[Article]:

* START *

Arab Strap were formed in mid-1995 by vocalist Aidan Moffat and multi-instrumentalist Malcolm Middleton, longtime friends who after years of exchanging cassettes of their respective bands decided to finally begin collaborating together. Upon signing to the hip Chemikal Underground label, they issued their debut single, the stark and downcast "The First Big Weekend"; the song was a major critical hit, with Britain's Radio One declaring it the best record of the decade. In late 1996, Arab Strap issued their full-length debut, The Week Never Starts Round Here, followed a year later by the EP The Girls of Summer. In 1998, after scoring a hit with their remix of David Holmes' "Don't Die Just Yet," Arab Strap issued their second LP, Philophobia (and signed to Matador in the United States). The album featured several guest musicians, including Stuart Murdoch of Belle & Sebastian, who would name their subsequent album The Boy with the Arab Strap in tribute to the duo. The two bands were friends, but Arab Strap didn't appreciate B&S using their name, so it caused somewhat of a rift between the two.

* END *

[Directive]:
Continue the Arab Strap biography from the point where it stops.

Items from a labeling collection
* START *

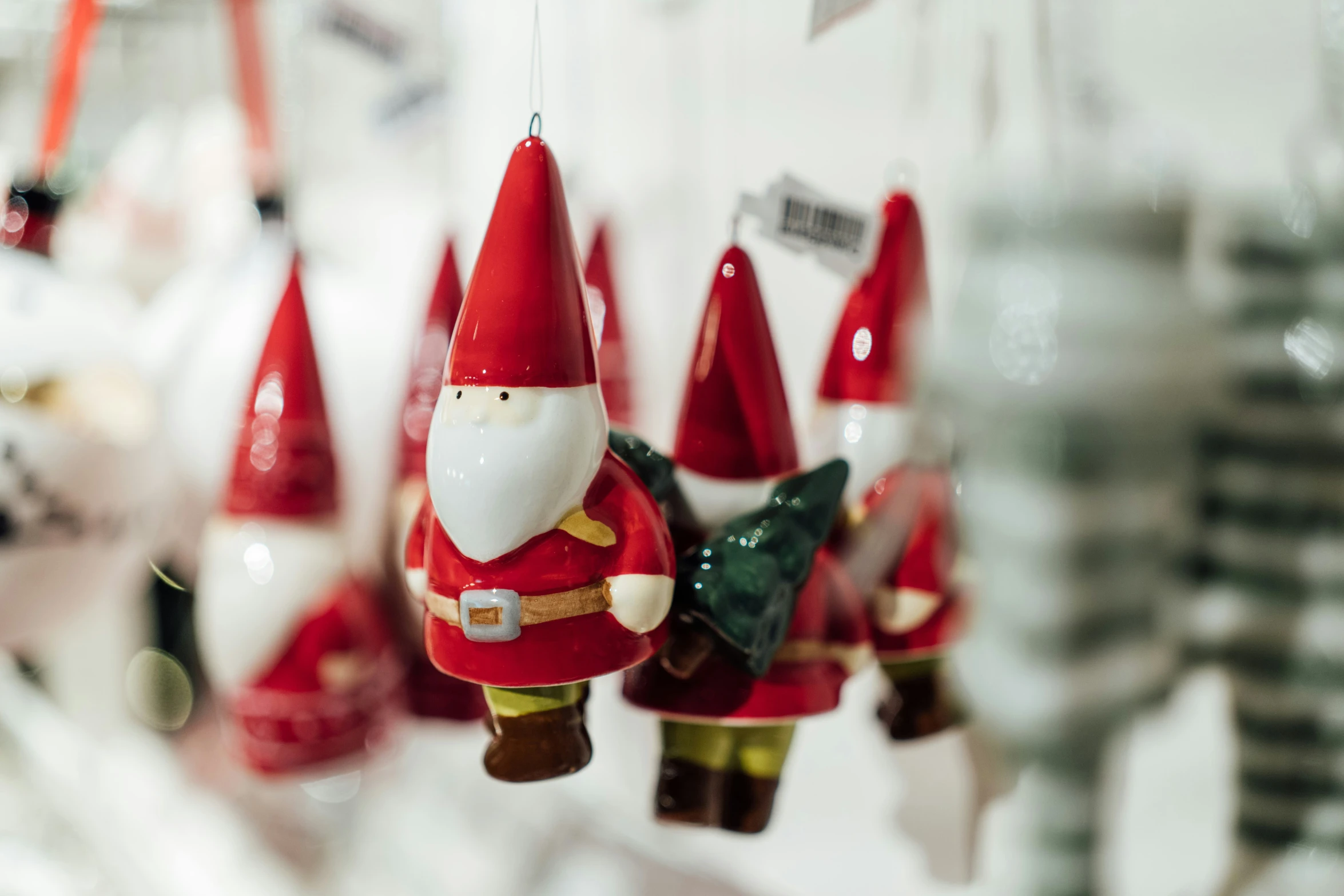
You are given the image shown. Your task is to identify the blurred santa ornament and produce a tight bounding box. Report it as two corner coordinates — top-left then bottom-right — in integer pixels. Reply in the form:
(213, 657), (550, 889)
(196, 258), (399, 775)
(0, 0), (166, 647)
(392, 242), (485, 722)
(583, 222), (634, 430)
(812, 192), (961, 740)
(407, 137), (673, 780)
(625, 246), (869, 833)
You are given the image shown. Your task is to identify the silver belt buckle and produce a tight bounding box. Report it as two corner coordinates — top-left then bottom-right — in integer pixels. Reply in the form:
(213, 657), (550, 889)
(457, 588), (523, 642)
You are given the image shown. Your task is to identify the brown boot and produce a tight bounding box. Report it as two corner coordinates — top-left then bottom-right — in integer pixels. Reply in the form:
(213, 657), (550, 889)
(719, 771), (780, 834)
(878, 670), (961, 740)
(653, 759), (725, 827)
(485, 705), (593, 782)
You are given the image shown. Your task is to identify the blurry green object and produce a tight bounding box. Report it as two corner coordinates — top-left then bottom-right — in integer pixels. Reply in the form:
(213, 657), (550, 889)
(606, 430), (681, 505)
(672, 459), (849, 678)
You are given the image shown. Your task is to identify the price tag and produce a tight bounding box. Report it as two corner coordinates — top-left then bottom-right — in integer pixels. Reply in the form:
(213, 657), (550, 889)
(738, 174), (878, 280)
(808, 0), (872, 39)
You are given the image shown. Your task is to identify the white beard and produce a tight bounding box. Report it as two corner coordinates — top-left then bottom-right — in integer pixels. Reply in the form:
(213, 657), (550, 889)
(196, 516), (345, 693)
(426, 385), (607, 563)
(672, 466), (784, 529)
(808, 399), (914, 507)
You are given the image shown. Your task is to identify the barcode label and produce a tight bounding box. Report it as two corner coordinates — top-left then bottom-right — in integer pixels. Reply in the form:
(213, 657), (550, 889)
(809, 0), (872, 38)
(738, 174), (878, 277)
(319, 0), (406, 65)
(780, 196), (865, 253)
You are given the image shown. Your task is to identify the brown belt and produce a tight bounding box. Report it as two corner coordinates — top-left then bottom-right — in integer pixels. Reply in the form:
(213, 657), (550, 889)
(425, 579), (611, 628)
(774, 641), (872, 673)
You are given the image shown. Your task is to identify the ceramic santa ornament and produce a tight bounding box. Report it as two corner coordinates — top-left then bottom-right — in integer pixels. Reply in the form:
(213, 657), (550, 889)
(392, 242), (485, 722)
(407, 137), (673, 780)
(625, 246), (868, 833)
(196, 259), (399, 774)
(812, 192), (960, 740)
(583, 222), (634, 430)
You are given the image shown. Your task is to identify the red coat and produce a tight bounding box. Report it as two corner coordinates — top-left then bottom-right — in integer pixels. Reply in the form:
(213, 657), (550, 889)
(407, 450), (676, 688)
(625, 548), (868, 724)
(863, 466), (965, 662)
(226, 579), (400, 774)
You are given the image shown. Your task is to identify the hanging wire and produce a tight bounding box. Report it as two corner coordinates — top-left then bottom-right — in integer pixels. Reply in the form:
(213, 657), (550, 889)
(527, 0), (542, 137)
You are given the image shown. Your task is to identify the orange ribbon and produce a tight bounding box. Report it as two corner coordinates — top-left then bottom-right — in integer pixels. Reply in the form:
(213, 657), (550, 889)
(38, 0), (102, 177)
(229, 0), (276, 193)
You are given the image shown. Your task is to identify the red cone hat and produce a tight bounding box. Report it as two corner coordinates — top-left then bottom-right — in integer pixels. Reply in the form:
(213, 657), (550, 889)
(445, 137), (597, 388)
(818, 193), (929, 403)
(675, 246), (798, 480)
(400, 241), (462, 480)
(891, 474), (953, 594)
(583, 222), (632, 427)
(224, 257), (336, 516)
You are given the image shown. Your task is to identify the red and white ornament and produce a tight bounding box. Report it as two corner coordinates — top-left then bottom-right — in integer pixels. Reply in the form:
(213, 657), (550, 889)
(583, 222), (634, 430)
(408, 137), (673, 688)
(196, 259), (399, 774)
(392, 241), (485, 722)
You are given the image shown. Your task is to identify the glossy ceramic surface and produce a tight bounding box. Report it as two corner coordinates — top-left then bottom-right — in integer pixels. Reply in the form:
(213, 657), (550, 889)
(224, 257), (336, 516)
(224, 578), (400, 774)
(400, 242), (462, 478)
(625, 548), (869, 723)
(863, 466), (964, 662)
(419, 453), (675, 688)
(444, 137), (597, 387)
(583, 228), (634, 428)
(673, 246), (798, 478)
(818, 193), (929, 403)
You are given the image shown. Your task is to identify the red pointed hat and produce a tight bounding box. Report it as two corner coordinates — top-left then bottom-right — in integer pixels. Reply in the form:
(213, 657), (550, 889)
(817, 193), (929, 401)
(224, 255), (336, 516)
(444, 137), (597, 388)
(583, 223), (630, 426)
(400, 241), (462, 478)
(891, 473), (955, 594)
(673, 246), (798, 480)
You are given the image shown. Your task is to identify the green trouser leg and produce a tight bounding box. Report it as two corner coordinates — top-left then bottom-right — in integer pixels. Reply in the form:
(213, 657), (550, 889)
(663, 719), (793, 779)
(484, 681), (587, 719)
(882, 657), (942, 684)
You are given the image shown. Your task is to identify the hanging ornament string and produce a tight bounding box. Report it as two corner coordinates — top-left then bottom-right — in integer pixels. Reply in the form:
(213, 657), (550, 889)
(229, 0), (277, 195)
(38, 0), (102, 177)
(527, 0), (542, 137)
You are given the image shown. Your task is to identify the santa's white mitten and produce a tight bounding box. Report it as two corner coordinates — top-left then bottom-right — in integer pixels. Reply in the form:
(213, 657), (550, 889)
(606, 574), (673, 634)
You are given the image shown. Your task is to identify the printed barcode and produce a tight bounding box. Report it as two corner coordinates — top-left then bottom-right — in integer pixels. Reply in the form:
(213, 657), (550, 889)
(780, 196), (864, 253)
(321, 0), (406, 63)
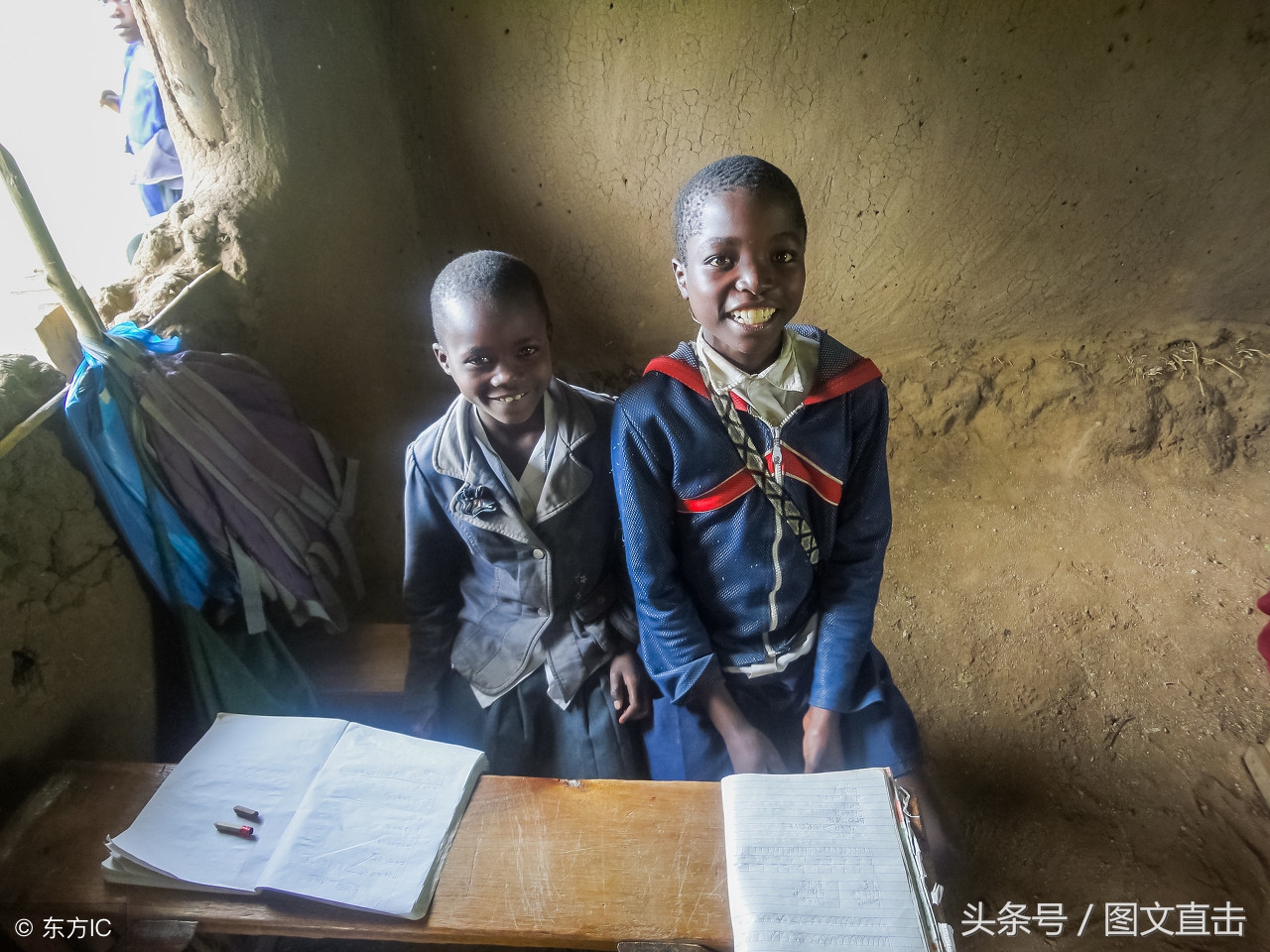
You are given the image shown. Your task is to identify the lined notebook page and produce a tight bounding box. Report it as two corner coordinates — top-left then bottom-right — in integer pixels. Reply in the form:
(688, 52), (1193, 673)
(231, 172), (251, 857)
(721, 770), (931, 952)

* END *

[The response]:
In 1999, Arab Strap signed to Go! Beat and released a limited live album called Mad for Sadness, which was followed by their third studio album, Elephant Shoe. By 2000, they were back on Chemikal Underground, who issued The Red Thread in 2001. In 2002, Moffat released Hypnogogia, the debut solo album by his electronic project Lucky Pierre (later shorted to L. Pierre), and Middleton made his solo debut with 5:14 Fluoxytine Seagull Alcohol John Nicotine. As a duo, they released full-length Monday at the Hug and Pint and limited live album The Cunted Circus in 2003, followed by 2005's The Last Romance, which was more upbeat and optimistic than most of their prior releases. The band felt it had "run its course" by fall 2006, as an official announcement was made of its disbandment. Arab Strap issued the farewell quasi-greatest-hits compilation Ten Years of Tears that November and embarked on a final U.K. tour before calling it a day. Both musicians continued releasing solo material, with Moffat alternating between electronic releases as L. Pierre and folk albums under his own name.
In 2010, Chemikal Underground put together Scenes of a Sexual Nature, a lavish box set containing five pieces of vinyl, three CDs, a cassette, a certificate, and a poster. The following year, the duo recorded a cover of Slow Club's "Two Cousins" under the name Two Cousins 1999. Soon after, they reunited for a one-off performance as Arab Strap, in celebration of Glasgow venue Nice N Sleazy's 20th anniversary. The duo launched a new website in 2016, and confirmed that they were reuniting for a series of 20th anniversary shows that year. They also released "The First Big Weekend of 2016," a rework of their debut single by Scottish producer Miaoux Miaoux. A self-titled double CD/LP compilation appeared on Chemikal Underground in time for the reunion concerts.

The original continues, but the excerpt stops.